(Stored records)
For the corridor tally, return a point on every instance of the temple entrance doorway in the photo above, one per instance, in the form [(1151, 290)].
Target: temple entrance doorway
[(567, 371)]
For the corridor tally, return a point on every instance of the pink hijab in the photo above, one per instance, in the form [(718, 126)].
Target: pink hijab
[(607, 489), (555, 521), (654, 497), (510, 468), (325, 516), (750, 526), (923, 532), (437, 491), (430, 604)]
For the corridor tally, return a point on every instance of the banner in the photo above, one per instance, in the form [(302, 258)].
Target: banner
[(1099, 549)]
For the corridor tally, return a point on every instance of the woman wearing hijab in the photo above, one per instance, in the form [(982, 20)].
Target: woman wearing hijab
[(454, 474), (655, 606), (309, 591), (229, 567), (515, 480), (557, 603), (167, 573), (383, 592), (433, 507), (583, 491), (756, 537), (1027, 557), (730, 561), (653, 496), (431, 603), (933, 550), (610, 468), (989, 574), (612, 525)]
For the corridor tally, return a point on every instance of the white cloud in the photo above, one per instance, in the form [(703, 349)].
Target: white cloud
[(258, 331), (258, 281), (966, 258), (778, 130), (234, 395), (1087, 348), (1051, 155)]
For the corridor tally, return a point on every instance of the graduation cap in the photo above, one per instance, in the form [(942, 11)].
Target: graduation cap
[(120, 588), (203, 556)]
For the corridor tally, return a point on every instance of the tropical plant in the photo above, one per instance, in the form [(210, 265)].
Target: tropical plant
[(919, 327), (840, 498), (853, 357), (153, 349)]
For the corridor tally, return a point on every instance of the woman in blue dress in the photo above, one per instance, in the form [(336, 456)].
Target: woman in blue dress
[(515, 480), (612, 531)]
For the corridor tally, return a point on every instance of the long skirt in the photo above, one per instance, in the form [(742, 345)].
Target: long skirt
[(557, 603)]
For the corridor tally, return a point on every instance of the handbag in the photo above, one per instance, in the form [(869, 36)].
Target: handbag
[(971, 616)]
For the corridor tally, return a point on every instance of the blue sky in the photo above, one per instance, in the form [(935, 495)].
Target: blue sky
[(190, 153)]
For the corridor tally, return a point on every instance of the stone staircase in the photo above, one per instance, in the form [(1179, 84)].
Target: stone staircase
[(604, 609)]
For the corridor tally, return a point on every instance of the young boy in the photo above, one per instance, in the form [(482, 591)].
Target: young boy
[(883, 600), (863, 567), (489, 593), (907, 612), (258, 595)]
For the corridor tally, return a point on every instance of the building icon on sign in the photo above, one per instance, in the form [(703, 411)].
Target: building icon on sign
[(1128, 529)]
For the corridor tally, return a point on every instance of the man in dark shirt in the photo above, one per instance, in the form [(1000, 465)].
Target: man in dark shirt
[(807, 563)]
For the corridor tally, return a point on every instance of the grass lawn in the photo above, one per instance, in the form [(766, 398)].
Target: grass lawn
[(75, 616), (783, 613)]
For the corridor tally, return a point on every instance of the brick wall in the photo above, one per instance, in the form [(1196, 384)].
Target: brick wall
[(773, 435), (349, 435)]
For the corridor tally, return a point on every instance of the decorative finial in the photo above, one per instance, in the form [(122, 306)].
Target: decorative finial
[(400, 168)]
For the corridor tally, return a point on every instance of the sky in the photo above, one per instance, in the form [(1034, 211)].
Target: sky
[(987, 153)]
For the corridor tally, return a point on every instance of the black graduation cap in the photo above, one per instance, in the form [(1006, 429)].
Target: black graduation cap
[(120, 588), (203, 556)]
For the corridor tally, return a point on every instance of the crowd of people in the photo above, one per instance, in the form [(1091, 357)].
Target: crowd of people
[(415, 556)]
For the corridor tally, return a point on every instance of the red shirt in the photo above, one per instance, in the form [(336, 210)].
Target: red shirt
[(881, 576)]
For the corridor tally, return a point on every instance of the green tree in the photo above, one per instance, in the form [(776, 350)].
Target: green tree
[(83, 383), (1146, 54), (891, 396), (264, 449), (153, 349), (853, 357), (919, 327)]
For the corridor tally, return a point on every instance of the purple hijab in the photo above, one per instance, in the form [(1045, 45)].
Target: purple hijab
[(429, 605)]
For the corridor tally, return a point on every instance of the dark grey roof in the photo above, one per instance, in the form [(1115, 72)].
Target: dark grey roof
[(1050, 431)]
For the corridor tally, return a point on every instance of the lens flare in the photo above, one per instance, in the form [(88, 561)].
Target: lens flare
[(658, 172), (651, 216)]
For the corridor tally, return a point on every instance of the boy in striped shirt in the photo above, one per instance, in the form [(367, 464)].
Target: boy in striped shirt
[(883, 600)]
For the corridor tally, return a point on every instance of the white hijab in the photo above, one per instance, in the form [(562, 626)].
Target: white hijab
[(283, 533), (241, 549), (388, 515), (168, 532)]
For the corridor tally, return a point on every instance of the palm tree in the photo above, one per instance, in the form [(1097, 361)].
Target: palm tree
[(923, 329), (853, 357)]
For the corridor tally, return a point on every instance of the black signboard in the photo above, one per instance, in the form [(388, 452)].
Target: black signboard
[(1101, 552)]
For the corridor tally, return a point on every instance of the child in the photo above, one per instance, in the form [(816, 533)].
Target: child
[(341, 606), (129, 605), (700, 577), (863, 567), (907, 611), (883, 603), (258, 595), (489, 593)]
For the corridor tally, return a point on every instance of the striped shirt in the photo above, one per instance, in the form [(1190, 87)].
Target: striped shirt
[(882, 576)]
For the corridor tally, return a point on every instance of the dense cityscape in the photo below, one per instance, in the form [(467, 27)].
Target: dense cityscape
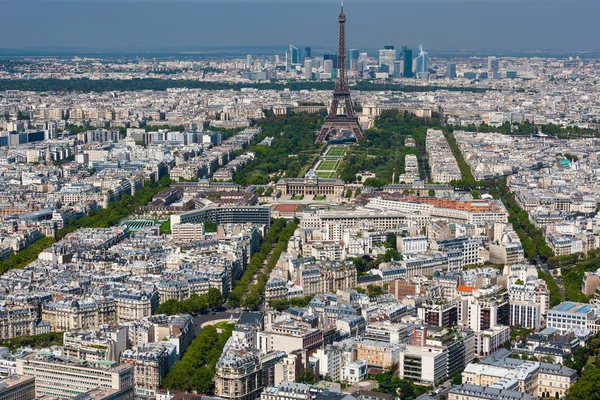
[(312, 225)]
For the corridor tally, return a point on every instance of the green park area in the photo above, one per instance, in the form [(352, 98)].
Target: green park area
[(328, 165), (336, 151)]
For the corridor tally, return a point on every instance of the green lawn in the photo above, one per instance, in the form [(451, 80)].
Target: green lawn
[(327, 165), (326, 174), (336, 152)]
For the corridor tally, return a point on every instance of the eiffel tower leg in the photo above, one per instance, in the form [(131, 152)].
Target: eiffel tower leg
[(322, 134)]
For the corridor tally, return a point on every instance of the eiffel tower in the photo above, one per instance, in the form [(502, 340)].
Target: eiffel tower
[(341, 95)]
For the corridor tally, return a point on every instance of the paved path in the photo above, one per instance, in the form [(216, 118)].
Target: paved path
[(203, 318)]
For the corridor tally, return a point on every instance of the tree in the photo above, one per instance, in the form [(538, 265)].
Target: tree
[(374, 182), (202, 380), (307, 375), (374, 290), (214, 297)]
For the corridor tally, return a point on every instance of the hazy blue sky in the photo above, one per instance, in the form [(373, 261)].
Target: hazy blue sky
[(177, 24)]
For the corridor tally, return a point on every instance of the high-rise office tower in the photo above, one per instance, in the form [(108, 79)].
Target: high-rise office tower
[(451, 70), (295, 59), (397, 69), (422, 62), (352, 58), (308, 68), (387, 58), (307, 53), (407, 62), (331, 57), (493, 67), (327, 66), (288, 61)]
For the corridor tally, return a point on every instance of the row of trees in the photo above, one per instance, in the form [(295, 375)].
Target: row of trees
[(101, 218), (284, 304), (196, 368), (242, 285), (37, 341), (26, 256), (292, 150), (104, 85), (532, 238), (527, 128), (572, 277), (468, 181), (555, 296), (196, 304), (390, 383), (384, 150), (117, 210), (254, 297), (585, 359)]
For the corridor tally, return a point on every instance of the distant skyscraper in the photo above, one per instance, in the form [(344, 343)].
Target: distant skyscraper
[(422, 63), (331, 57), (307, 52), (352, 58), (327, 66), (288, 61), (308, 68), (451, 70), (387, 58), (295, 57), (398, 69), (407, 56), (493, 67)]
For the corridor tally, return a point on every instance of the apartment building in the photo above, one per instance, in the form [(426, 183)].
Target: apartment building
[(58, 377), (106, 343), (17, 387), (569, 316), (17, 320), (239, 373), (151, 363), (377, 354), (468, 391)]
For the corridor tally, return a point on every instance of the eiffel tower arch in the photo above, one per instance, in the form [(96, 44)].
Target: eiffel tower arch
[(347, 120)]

▸ Assigned task: Look above for the line with "Target: striped shirt" and the line with "form [(108, 79)].", then restate exactly those two lines and all lines between them, with no pictures.

▸ Answer to the problem:
Target: striped shirt
[(882, 576)]
For the corridor tally, return a point on every instance of the dense cityscape in the photo below, one per instance, in the form [(467, 27)].
Target: dense cityscape
[(312, 225)]
For the corridor tally, return a point on every instance of the green park area in the photo above, one per instance, in the form [(352, 98)].
Target: green park area
[(328, 165), (336, 151)]
For the corridor tally, return a point on every instance of the green lawn in the photo above, one per instance, in the form [(451, 80)].
Target: green lawn
[(327, 165), (326, 174), (336, 152)]
For the corridor tally, return a point on every instance of the eiffel tower leg in the photo above, one per instance, in the form [(131, 152)].
Target: eiffel tower leg
[(322, 134)]
For the corridor tally, return a point on every instance of the eiffel tower in the photo above, one per instance, in the form [(502, 340)].
Target: eiffel tower
[(341, 95)]
For the corridor tally, return a point on every instance of the paved path in the photo above, one per instance, in the form [(216, 118)].
Target: paved path
[(203, 318)]
For the corridor tally, return a point on every instance of the tree in the photo above, one per instance, in the form [(538, 265)].
Target: tree
[(374, 182), (202, 380), (307, 375), (374, 290), (214, 297)]
For the corridor tally, return a point on every instance of the hazy blue sky in the photo above, one per instance, in the form [(373, 261)].
Target: hazy blue sky
[(177, 24)]
For the corridor tally, return a point on every instance of the high-rise office tower in the photo above, one per instance, in the form [(108, 79)].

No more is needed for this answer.